─── SOURCE PASSAGE ───

Async/sync is NOT about how long a method will take to “return” or “resume” (depending on the model), it is ONLY about how efficient a computation is. I understand that it is hard for all of us to wrap our minds around this fact, having dealt with non-first class async programming for so long, but this is the reality, and trivial examples like InputStream#read or Lock#lock or even URL#hashCode should act as the proverbial nail in the coffin to the idea that Future[String] somehow communicates something interesting about “long-running” computations.

In summary, Future conveys no necessary information about delays on return / resumption. While I fully support lowering notational overhead for keeping track of aspects of our program at compile-time (and there are many aspects that I think could help developers here, depending on how low you can get this overhead), I think keeping track of async versus sync in particular is a red herring, and our unholy (and also, unhealthy) obsession with it derives only from our collective lack of experience with green threading models.

Notes

To the extent that Future[A] it conveys accidental information about delays on resumption, it’s only because programmers have pushed more long-running computations into async because they want their programs to be efficient. That is to say, perhaps on average, a Future[A] will take longer to complete than () => A, but that’s only due to programmer convention, and does not derive from any fundamental difference between sync versus async computation.

odersky · July 12, 2022, 9:42am

Yes, but is that what it should be? (in an ideal world).

I think there’s a misunderstanding. I am not advocating for Future or async. I am just asking the question whether we want to track “possibility to suspend” in some way or not.

odersky · July 12, 2022, 9:47am

Note: I am not comparing fibers with (monadic) async. I am asking whether suspending should be tracked in the types, independently of whether the implementation is traditional threads, coroutines, or async. For async the answer is obviously yes, since the Task or Future type already implies the possibility to suspend. For the other two it’s a design choice.

lihaoyi · July 12, 2022, 10:02am

I think the question is: What does “possibility to suspend” even mean? Even vanilla OS threads can suspend, that’s what they’re for! As JDG said, something with a return type of Future[T] tells you nothing about a method: it could do anything before returning Future.successful(t)!

I feel your question needs to be properly defined before it can have a good discussion. “tracking side effects”, “tracking capabilities”, “avoid wasting threads”, etc. are well defined and well known problems. I have never heard of “possibility to suspend”, and have no idea what it’s meant to accomplish

raulraja · July 12, 2022, 10:14am

I think suspension is helpful as a type. When I have a function Suspend ?=> A, I can enable new extension syntax for operators that I only want to make available when I’m in a suspended context. For example, sleep.

If we don’t have that marker, all the suspension or async-related APIs are available in all places and can easily lead to more complex, or less performant programs than they should.

When expressed as a context function or capability, it does not interfere with composition, and I can still pass it to map.

───

**WRITTEN INSTRUCTION A**
Check each statement against the thread on tracking suspension. For each, answer yes or no and quote the exact words that decide it. (i) odersky says he is advocating for Future or async. (ii) lihaoyi says he has never heard of “possibility to suspend”. (iii) raulraja says that suspension expressed as a context function cannot be passed to map.
**WRITTEN INSTRUCTION B**
Write a continuation of the thread on tracking suspension, starting right after its final sentence.

─── DATASET ENTRIES ───

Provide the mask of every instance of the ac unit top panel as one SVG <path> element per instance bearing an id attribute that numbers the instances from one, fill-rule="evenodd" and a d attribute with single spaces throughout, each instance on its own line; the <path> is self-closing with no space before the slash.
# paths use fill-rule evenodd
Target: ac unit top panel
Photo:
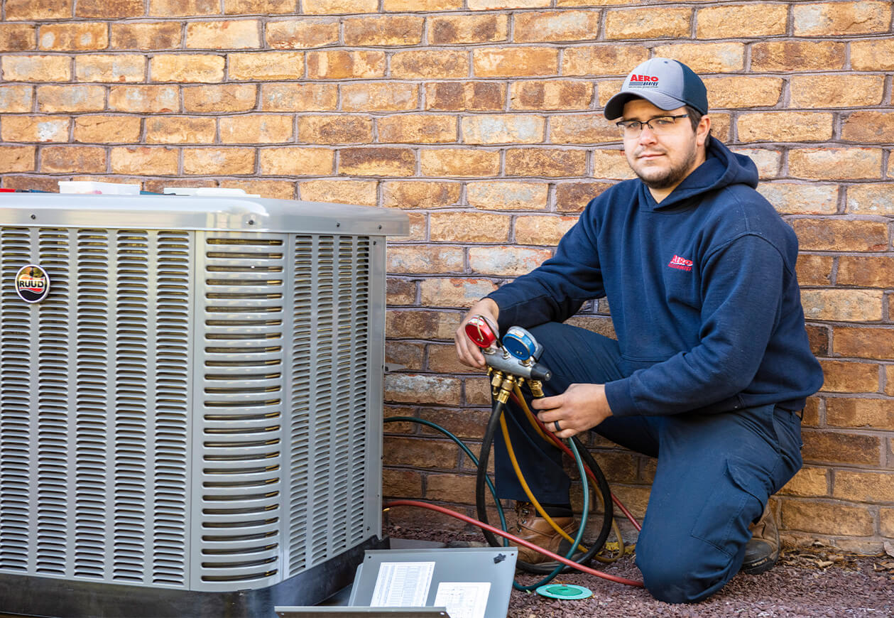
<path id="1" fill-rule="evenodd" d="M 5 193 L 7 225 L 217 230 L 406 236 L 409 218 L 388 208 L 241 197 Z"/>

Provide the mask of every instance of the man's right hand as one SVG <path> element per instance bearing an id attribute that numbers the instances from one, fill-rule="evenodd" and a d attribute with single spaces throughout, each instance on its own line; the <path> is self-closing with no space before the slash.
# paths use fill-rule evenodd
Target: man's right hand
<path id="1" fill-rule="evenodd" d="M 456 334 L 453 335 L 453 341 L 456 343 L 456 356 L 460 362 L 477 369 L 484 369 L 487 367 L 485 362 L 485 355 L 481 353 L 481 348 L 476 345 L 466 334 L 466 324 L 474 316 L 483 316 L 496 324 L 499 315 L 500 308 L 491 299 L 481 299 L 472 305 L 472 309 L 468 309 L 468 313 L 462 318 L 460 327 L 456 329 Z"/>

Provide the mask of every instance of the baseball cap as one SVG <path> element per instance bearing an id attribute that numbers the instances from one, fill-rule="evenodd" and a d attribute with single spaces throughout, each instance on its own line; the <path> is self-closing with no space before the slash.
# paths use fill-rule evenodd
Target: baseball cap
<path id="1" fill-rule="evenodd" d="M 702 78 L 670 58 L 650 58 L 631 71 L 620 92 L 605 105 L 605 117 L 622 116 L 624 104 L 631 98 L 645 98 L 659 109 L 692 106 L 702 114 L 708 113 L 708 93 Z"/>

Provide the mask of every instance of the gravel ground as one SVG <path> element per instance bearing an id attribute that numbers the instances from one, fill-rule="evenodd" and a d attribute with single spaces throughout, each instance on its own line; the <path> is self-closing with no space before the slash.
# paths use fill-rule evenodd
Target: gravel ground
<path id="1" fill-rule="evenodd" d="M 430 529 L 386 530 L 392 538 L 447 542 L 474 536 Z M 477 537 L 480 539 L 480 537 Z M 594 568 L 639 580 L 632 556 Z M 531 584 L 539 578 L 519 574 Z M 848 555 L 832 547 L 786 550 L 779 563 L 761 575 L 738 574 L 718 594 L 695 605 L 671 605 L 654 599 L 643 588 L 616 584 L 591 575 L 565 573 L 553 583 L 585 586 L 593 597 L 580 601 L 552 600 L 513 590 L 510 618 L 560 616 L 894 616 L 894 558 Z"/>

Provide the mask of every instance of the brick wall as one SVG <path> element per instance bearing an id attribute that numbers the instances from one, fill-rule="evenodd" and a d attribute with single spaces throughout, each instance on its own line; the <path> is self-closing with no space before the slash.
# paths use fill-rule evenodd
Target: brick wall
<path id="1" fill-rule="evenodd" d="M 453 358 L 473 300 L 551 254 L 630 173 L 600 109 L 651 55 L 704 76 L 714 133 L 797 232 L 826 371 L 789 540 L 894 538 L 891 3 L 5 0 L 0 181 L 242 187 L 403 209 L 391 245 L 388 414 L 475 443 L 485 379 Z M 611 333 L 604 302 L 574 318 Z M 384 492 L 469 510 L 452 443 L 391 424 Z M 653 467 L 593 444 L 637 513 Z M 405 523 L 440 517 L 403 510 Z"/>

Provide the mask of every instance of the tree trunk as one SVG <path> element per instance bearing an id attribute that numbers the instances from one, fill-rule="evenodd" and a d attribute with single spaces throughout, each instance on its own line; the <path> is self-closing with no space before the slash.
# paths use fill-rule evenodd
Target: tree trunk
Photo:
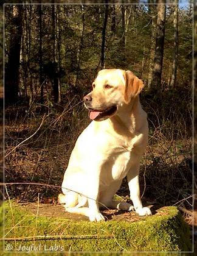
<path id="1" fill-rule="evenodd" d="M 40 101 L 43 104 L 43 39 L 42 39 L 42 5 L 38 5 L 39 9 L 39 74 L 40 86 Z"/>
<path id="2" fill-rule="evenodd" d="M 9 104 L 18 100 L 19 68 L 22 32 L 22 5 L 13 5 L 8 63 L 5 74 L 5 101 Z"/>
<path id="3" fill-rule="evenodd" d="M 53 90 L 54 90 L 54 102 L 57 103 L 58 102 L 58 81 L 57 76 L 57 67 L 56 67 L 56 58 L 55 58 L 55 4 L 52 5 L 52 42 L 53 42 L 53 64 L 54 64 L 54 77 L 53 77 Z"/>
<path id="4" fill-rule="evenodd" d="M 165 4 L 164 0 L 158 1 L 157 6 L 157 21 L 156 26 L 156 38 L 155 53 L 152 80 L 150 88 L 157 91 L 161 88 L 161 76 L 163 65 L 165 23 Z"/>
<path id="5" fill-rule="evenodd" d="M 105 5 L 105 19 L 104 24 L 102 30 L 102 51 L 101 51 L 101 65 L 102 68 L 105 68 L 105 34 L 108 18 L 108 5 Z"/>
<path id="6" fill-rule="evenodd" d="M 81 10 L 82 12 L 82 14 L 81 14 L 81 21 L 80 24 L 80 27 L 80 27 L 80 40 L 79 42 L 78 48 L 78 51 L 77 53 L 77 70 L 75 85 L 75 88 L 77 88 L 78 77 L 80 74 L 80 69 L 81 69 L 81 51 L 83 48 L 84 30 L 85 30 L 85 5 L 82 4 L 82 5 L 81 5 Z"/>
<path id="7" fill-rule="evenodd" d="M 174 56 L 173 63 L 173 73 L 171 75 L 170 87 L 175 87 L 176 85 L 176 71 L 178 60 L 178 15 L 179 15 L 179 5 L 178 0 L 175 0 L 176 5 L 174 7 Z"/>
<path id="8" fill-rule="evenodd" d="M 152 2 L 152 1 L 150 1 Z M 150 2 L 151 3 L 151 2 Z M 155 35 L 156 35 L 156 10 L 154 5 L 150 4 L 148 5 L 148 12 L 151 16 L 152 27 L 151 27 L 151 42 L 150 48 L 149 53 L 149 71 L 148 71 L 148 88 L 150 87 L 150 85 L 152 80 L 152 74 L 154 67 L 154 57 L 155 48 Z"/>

───
─── DATASET ENTRIES ───

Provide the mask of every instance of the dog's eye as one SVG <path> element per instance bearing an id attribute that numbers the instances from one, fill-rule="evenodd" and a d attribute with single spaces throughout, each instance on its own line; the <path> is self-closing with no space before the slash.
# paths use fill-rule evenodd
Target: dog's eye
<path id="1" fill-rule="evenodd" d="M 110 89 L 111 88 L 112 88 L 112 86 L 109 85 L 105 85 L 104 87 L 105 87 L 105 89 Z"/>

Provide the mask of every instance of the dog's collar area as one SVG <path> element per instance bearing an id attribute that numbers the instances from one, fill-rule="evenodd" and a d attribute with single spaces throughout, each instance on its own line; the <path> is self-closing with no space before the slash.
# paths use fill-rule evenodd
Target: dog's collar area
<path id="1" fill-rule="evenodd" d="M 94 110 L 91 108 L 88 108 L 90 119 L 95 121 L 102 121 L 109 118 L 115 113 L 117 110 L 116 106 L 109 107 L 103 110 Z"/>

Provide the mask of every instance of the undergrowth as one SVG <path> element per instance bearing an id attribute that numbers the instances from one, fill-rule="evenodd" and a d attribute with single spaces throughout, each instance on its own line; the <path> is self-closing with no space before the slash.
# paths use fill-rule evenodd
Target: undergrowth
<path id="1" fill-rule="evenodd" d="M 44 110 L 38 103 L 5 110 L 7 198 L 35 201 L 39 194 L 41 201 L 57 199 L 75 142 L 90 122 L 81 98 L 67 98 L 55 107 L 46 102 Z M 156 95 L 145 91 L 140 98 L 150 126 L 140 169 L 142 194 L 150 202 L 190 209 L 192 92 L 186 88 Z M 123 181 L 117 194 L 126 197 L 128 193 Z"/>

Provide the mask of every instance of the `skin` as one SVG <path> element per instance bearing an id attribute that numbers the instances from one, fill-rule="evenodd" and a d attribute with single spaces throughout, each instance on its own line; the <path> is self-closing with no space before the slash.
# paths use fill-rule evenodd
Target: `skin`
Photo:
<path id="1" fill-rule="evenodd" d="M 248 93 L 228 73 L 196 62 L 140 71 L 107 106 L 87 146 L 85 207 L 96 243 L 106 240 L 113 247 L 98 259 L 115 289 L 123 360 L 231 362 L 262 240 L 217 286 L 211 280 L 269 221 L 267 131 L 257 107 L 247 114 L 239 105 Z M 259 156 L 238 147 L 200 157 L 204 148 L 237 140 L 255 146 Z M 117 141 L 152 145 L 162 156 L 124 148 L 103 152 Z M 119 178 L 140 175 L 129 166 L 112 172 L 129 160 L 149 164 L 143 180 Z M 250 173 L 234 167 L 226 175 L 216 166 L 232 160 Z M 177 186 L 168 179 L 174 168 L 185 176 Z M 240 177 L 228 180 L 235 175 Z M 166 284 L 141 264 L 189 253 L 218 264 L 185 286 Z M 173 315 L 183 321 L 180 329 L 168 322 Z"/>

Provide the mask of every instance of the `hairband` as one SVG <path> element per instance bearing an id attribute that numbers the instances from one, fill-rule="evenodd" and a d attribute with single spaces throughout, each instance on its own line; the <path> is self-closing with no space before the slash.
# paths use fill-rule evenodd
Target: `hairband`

───

**ANSWER A**
(i) No: "I am not advocating for Future or async."
(ii) Yes: "I have never heard of “possibility to suspend”"
(iii) No: "it does not interfere with composition, and I can still pass it to map."

**ANSWER B**
either {
  eitherValue.bind // bind is only available under `Control[L] ?=> A`
}
structured {
  futureValue.join // only available inside structured concurrency
}

I think operators related to suspension should not be available in the environment scope without being coupled to a type.
If these computations are not carrying a type, the behavior is entirely hidden, and a user does not know if a function performs suspension work by looking at the signature. You may end up using suspension in toString, hashCode or others where this might not be a good idea.

This design also leads to good organization of components. Android users with Jetpack Compose, for example have a clear distinction between UI components and the suspend handlers that can perform work and transform them. This concern is not just UI, applies to many other use cases.
There are places in programming where interleaving suspend/IO code with pure code is not ideal.

A feature like context functions + capabilities may covers these concerns.

Kotlin already tracks this and prevents a lot of beginner mistakes.

odersky · July 12, 2022, 10:18am

Possibility to suspend is a property of a function. It means that the function can wait for an external event before it returns. We could also recommend that functions that might take a long time to run are labelled this way, but that’s much harder to enforce.

lihaoyi · July 12, 2022, 10:33am

Given this definition, what value do you hope developers to get out of this?

You have given two possible definitions for “suspend”. In a pre-Loom world, with expensive threads, both of these definitions are very useful because they let us reason about performance and concurrency characteristics:

“marking functions that wait for external events” is useful from a “don’t waste threads” perspective: we can use combinators to compose those functions without wasting a thread waiting for the external event.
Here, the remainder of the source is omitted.